▶ **Saved entries**:
++++++++++++++++++++

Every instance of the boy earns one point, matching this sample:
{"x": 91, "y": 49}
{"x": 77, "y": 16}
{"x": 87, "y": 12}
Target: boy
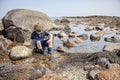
{"x": 39, "y": 41}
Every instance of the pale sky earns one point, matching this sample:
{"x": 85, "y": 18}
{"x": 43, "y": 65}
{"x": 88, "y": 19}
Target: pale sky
{"x": 58, "y": 8}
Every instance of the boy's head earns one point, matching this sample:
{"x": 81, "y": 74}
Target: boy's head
{"x": 38, "y": 27}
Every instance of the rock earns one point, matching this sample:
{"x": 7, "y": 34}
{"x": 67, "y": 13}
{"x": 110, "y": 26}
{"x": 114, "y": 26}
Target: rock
{"x": 25, "y": 19}
{"x": 103, "y": 62}
{"x": 59, "y": 49}
{"x": 51, "y": 77}
{"x": 98, "y": 28}
{"x": 20, "y": 52}
{"x": 72, "y": 35}
{"x": 83, "y": 36}
{"x": 118, "y": 53}
{"x": 78, "y": 40}
{"x": 4, "y": 43}
{"x": 111, "y": 48}
{"x": 88, "y": 67}
{"x": 109, "y": 74}
{"x": 21, "y": 71}
{"x": 14, "y": 34}
{"x": 89, "y": 28}
{"x": 113, "y": 65}
{"x": 38, "y": 72}
{"x": 1, "y": 25}
{"x": 57, "y": 21}
{"x": 97, "y": 36}
{"x": 92, "y": 73}
{"x": 94, "y": 37}
{"x": 113, "y": 39}
{"x": 64, "y": 21}
{"x": 68, "y": 43}
{"x": 67, "y": 29}
{"x": 107, "y": 30}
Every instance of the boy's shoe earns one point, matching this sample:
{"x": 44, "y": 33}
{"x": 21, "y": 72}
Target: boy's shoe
{"x": 42, "y": 51}
{"x": 49, "y": 50}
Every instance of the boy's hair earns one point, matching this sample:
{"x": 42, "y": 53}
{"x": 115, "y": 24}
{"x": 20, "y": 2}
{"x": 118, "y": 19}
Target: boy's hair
{"x": 38, "y": 26}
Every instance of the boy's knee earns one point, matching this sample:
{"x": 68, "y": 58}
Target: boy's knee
{"x": 38, "y": 43}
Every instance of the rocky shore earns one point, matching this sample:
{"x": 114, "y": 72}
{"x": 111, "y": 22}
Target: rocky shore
{"x": 84, "y": 48}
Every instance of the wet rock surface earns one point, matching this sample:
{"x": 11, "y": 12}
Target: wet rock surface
{"x": 85, "y": 60}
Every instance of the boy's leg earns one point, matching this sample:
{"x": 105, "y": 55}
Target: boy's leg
{"x": 50, "y": 47}
{"x": 39, "y": 46}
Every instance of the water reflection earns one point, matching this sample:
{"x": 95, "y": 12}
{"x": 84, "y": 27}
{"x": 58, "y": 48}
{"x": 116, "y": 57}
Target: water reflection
{"x": 80, "y": 29}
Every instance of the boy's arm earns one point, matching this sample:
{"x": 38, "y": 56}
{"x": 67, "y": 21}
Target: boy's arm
{"x": 51, "y": 37}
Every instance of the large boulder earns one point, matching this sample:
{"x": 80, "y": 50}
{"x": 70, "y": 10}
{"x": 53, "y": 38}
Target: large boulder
{"x": 20, "y": 52}
{"x": 25, "y": 19}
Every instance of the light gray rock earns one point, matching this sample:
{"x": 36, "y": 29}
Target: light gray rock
{"x": 113, "y": 39}
{"x": 25, "y": 19}
{"x": 111, "y": 48}
{"x": 20, "y": 52}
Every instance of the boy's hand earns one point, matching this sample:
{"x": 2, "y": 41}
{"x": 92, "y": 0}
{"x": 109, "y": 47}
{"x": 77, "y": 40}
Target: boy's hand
{"x": 49, "y": 41}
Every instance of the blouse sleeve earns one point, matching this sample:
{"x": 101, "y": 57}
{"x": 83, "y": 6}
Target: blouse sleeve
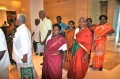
{"x": 63, "y": 47}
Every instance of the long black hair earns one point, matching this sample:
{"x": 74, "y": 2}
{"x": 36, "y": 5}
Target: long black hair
{"x": 71, "y": 22}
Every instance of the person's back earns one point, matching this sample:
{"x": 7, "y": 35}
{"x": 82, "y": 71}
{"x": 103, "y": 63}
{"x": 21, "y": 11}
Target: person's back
{"x": 4, "y": 57}
{"x": 63, "y": 25}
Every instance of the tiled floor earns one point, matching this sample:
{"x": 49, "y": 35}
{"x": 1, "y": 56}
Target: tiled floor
{"x": 111, "y": 67}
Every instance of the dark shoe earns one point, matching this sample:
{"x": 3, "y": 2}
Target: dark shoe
{"x": 90, "y": 66}
{"x": 41, "y": 54}
{"x": 41, "y": 63}
{"x": 100, "y": 69}
{"x": 36, "y": 54}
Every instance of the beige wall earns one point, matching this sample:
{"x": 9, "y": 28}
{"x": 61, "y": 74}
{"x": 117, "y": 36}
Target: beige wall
{"x": 68, "y": 9}
{"x": 73, "y": 9}
{"x": 35, "y": 7}
{"x": 15, "y": 5}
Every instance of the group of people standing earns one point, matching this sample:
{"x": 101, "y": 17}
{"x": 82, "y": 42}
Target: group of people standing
{"x": 64, "y": 46}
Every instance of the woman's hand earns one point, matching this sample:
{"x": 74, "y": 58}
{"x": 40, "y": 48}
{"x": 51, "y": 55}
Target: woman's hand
{"x": 85, "y": 56}
{"x": 62, "y": 64}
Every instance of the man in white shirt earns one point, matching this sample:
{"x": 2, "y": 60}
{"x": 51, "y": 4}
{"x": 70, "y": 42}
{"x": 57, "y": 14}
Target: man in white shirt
{"x": 36, "y": 33}
{"x": 22, "y": 51}
{"x": 4, "y": 57}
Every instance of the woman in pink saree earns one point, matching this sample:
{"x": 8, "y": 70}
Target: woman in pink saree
{"x": 54, "y": 55}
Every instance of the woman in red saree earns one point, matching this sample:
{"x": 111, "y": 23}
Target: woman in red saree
{"x": 79, "y": 62}
{"x": 54, "y": 55}
{"x": 69, "y": 35}
{"x": 100, "y": 32}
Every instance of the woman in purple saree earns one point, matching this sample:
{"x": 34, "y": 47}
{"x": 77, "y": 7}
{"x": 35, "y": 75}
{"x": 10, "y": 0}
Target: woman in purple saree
{"x": 54, "y": 55}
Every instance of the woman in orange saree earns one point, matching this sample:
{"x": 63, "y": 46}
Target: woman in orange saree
{"x": 69, "y": 35}
{"x": 100, "y": 32}
{"x": 79, "y": 62}
{"x": 54, "y": 55}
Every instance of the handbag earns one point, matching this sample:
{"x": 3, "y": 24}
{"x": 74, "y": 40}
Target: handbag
{"x": 27, "y": 71}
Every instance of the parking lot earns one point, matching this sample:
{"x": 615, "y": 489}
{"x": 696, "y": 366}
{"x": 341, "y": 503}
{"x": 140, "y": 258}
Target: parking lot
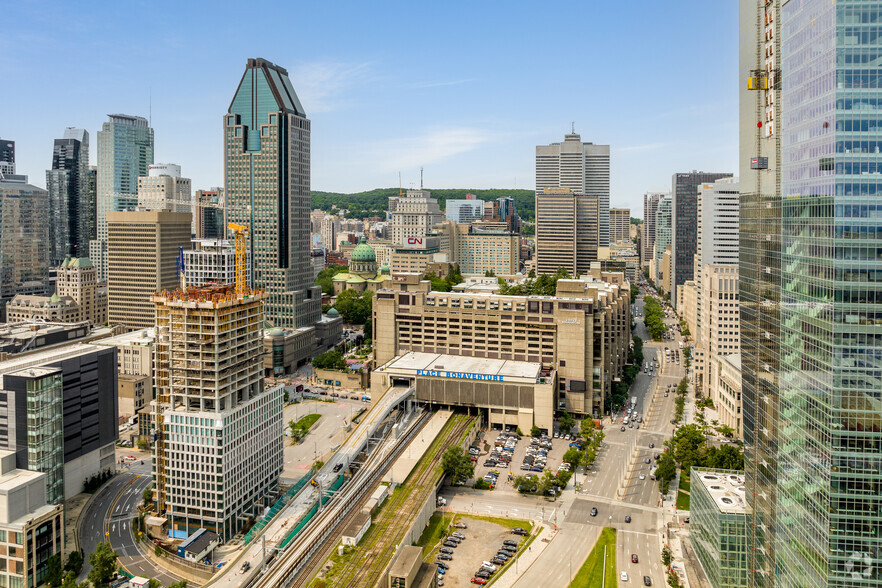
{"x": 513, "y": 468}
{"x": 482, "y": 541}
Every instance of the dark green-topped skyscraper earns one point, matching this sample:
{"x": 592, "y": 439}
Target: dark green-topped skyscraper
{"x": 266, "y": 172}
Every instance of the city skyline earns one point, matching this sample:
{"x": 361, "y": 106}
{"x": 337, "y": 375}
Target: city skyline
{"x": 453, "y": 103}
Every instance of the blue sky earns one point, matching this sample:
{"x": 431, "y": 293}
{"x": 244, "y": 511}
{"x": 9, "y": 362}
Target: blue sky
{"x": 464, "y": 89}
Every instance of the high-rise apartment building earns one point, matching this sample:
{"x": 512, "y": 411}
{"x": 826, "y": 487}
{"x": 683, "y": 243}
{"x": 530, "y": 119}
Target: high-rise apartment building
{"x": 68, "y": 186}
{"x": 267, "y": 175}
{"x": 412, "y": 215}
{"x": 809, "y": 294}
{"x": 24, "y": 234}
{"x": 464, "y": 211}
{"x": 567, "y": 231}
{"x": 219, "y": 447}
{"x": 164, "y": 189}
{"x": 662, "y": 236}
{"x": 581, "y": 167}
{"x": 684, "y": 224}
{"x": 142, "y": 252}
{"x": 647, "y": 243}
{"x": 619, "y": 225}
{"x": 125, "y": 152}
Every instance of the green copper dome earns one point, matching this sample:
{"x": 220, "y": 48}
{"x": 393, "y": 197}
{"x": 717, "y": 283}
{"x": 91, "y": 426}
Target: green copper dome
{"x": 363, "y": 253}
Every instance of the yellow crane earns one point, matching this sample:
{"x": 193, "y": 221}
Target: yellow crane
{"x": 241, "y": 281}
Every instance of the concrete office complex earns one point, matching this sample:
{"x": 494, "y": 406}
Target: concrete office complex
{"x": 412, "y": 215}
{"x": 68, "y": 186}
{"x": 619, "y": 225}
{"x": 31, "y": 531}
{"x": 24, "y": 235}
{"x": 662, "y": 239}
{"x": 267, "y": 175}
{"x": 581, "y": 167}
{"x": 218, "y": 453}
{"x": 650, "y": 206}
{"x": 87, "y": 430}
{"x": 579, "y": 338}
{"x": 478, "y": 251}
{"x": 464, "y": 211}
{"x": 125, "y": 151}
{"x": 684, "y": 224}
{"x": 76, "y": 298}
{"x": 718, "y": 526}
{"x": 211, "y": 261}
{"x": 164, "y": 189}
{"x": 142, "y": 256}
{"x": 566, "y": 231}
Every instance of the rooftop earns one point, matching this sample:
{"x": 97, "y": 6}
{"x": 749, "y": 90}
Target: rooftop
{"x": 725, "y": 487}
{"x": 465, "y": 365}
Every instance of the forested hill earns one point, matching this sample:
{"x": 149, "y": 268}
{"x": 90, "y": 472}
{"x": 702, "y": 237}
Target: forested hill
{"x": 375, "y": 202}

++++++++++++++++++++

Exactly reproduce the lines that run from the line with "Every instance of the rooftop" through the last line of the records, inclusive.

▶ **Output below**:
Every instance of the rooftop earns one point, matching this sample:
{"x": 97, "y": 6}
{"x": 749, "y": 90}
Target: rooftop
{"x": 725, "y": 487}
{"x": 465, "y": 365}
Every instance of the forested hill earns one point, matching this sample:
{"x": 149, "y": 268}
{"x": 90, "y": 472}
{"x": 702, "y": 237}
Target: forested hill
{"x": 375, "y": 202}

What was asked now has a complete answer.